#### What is being asked
Once you reach the line containing "find human hand" in the data below, restate each line word for word up to and including the one containing "find index finger".

[Recorded data]
· · ·

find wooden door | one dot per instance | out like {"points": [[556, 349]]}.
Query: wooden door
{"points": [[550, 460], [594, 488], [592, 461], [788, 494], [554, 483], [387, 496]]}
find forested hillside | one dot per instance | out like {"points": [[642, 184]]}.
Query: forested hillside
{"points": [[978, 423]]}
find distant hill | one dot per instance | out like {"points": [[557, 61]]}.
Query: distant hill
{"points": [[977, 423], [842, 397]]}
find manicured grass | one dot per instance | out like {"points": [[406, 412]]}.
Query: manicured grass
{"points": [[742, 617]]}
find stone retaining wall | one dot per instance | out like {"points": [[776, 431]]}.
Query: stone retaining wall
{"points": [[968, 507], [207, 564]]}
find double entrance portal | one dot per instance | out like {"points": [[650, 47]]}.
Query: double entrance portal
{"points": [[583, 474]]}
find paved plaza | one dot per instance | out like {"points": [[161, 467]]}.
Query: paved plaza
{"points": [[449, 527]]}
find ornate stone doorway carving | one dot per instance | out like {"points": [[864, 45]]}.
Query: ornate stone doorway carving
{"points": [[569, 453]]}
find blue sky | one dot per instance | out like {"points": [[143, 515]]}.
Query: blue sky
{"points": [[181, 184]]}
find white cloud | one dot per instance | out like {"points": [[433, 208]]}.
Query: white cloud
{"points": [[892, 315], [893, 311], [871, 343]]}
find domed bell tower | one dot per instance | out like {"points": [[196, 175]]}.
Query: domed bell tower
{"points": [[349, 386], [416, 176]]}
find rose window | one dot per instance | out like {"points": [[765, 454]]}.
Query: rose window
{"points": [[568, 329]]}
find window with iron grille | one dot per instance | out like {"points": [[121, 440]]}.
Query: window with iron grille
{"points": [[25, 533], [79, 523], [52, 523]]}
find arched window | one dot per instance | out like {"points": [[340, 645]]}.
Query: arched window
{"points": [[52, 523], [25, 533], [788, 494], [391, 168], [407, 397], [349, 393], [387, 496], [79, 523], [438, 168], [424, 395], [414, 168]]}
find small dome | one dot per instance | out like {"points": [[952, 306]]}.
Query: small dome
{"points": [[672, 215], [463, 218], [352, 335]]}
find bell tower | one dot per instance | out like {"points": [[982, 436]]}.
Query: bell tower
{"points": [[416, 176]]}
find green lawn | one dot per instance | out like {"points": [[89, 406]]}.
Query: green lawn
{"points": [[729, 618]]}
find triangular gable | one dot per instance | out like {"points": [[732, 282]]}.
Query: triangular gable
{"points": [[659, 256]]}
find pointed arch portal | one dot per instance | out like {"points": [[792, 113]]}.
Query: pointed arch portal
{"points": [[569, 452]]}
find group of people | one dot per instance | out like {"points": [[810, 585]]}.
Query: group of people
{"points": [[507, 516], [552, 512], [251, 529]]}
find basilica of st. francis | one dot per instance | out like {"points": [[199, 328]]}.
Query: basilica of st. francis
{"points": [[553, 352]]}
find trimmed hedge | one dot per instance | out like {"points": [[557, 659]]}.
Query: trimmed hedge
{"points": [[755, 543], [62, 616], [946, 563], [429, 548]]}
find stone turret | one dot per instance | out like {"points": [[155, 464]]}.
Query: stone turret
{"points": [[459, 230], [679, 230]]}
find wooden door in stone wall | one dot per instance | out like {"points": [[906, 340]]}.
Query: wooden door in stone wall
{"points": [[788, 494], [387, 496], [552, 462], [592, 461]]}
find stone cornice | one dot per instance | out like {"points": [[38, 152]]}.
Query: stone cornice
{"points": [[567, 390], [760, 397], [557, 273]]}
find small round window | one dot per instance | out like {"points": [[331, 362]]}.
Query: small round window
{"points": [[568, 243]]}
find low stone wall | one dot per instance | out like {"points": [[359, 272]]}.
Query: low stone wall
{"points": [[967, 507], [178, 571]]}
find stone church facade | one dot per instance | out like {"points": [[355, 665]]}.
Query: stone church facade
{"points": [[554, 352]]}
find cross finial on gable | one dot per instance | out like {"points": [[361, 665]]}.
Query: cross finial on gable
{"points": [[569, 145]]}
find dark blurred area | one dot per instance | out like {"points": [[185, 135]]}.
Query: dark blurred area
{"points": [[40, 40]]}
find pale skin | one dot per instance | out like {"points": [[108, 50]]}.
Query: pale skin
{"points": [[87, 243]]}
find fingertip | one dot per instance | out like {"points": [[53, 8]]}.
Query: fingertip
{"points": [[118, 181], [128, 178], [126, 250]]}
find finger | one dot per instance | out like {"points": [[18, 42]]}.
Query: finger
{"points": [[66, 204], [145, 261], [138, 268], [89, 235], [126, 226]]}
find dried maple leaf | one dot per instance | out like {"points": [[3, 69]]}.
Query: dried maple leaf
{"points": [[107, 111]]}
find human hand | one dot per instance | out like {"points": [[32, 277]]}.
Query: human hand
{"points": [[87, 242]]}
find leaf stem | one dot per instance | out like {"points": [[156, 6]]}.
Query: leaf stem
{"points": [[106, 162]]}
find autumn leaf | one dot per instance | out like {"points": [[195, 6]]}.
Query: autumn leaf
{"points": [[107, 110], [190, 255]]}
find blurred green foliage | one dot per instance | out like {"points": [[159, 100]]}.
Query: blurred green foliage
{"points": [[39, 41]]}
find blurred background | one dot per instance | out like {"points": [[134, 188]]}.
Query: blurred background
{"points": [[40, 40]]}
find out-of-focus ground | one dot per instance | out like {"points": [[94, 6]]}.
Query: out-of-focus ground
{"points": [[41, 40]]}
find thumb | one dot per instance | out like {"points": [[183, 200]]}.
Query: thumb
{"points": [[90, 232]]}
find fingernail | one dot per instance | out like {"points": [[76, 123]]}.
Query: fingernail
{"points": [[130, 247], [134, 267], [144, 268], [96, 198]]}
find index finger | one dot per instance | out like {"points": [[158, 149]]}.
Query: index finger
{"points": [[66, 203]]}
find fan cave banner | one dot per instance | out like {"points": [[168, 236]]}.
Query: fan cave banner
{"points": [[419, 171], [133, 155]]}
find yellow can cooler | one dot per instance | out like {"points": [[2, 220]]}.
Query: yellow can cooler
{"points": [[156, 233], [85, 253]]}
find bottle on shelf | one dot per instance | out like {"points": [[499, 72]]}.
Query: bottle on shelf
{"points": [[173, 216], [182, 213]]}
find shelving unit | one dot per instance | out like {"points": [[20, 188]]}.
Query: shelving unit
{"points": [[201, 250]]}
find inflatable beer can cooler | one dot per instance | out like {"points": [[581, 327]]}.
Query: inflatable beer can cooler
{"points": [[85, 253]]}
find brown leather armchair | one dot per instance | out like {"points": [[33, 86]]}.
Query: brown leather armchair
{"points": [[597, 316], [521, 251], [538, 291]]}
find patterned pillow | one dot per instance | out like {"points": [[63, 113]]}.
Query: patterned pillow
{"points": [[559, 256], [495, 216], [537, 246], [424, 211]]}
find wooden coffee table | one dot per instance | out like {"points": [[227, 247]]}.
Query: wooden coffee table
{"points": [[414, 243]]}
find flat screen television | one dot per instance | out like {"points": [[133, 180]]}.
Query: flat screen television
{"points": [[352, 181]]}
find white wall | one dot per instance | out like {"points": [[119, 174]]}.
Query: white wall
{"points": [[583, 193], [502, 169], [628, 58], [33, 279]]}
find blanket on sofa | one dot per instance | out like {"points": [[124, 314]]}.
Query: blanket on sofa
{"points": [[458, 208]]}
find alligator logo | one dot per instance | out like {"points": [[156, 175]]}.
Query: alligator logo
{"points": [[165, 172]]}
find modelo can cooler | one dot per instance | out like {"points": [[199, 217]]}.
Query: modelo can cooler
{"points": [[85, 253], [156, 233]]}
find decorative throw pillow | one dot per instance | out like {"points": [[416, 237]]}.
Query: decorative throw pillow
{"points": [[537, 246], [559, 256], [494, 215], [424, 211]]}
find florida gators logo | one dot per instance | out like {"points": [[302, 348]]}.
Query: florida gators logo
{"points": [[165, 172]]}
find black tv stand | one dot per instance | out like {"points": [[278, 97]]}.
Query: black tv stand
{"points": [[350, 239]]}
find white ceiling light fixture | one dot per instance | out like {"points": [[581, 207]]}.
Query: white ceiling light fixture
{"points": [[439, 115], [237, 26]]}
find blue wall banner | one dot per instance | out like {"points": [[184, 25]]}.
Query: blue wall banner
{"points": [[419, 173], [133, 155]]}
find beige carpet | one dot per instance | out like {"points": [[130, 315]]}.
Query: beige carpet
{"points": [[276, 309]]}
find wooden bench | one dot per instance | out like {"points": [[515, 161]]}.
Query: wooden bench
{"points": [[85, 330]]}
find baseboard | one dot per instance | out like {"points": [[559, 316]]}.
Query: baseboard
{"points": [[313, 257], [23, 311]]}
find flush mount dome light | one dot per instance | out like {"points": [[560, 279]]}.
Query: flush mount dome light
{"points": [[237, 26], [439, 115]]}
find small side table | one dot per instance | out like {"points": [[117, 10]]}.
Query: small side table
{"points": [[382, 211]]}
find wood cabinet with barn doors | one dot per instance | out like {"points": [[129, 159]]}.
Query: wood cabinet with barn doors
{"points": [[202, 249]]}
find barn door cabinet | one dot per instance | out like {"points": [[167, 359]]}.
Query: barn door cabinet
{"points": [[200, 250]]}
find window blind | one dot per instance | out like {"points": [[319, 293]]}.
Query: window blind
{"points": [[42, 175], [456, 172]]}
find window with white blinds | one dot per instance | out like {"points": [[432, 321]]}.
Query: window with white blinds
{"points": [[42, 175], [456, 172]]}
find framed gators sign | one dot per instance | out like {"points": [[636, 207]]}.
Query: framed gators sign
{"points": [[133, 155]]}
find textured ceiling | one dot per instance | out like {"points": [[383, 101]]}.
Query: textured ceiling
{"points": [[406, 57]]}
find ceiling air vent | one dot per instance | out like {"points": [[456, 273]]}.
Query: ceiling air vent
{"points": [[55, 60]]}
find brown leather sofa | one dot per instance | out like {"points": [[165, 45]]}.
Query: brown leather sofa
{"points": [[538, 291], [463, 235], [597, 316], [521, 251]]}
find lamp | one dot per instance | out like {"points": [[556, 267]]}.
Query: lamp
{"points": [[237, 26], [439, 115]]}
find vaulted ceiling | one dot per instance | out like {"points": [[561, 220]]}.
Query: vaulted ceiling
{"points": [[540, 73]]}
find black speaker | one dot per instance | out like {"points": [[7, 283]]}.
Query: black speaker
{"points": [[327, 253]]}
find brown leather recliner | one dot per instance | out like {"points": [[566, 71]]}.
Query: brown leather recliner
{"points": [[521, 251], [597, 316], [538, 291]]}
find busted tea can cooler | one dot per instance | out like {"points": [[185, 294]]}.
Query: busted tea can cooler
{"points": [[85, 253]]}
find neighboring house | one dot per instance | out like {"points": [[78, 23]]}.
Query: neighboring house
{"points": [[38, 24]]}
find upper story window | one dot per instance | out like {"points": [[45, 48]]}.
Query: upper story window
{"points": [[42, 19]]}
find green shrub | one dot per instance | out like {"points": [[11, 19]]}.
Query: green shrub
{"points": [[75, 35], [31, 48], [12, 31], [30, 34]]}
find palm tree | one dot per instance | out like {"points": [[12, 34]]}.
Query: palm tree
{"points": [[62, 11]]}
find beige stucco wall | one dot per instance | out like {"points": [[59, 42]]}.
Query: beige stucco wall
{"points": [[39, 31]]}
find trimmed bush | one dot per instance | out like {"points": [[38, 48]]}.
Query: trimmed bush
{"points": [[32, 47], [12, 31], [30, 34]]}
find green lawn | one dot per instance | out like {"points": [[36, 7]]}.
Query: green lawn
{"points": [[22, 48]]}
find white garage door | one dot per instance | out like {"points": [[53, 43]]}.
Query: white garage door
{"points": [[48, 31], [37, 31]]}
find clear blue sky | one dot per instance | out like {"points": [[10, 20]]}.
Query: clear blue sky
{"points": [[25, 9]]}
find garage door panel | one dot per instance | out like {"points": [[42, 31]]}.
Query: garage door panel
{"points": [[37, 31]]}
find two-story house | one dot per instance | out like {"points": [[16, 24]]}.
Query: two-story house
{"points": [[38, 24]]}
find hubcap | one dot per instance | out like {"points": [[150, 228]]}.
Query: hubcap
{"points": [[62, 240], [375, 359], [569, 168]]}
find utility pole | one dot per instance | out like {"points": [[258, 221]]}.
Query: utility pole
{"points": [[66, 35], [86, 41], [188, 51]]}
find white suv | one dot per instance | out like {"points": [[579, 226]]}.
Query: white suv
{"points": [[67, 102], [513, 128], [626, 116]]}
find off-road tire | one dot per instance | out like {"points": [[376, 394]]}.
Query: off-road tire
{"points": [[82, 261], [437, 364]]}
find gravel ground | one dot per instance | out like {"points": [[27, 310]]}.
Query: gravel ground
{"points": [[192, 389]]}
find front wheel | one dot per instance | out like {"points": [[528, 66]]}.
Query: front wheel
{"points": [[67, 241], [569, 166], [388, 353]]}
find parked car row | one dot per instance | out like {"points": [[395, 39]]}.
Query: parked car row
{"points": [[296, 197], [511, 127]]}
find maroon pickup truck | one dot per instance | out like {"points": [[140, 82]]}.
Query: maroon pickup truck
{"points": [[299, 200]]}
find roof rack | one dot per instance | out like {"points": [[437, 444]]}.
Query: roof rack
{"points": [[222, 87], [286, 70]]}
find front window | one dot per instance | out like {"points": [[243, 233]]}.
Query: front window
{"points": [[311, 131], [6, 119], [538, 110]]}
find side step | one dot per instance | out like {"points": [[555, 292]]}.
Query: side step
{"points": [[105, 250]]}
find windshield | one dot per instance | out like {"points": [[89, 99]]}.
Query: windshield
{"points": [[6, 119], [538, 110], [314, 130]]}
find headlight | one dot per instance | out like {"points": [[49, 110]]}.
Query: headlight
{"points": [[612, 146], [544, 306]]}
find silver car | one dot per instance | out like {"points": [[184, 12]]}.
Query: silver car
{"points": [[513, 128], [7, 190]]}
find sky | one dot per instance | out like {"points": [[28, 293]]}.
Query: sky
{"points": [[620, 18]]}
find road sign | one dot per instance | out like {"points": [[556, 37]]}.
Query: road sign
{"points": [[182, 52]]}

· · ·

#### Written response
find human hand | one dot per instance | out like {"points": [[32, 277]]}.
Query: human hand
{"points": [[87, 242]]}
find leaf stem | one dot per instance | out like {"points": [[156, 6]]}.
Query: leaf stem
{"points": [[106, 162]]}
find autumn leaf | one dot per instance | out like {"points": [[195, 6]]}.
Query: autumn leaf
{"points": [[107, 110], [190, 255]]}
find blurred green foliage | one dot per instance | out like {"points": [[159, 100]]}.
Query: blurred green foliage
{"points": [[39, 41]]}
find blurred background | one dot per instance | out like {"points": [[134, 188]]}.
Query: blurred background
{"points": [[40, 40]]}
find out-of-focus ground | one dot per instance | out like {"points": [[94, 6]]}.
Query: out-of-focus ground
{"points": [[41, 40]]}
find thumb | one dot per instance | out like {"points": [[183, 200]]}.
Query: thumb
{"points": [[90, 232]]}
find fingernail | one dot per instance | out like {"points": [[76, 123]]}.
Query: fingernail
{"points": [[130, 247], [134, 267], [144, 268], [96, 198]]}
find index finger | one dot per instance | out like {"points": [[158, 149]]}.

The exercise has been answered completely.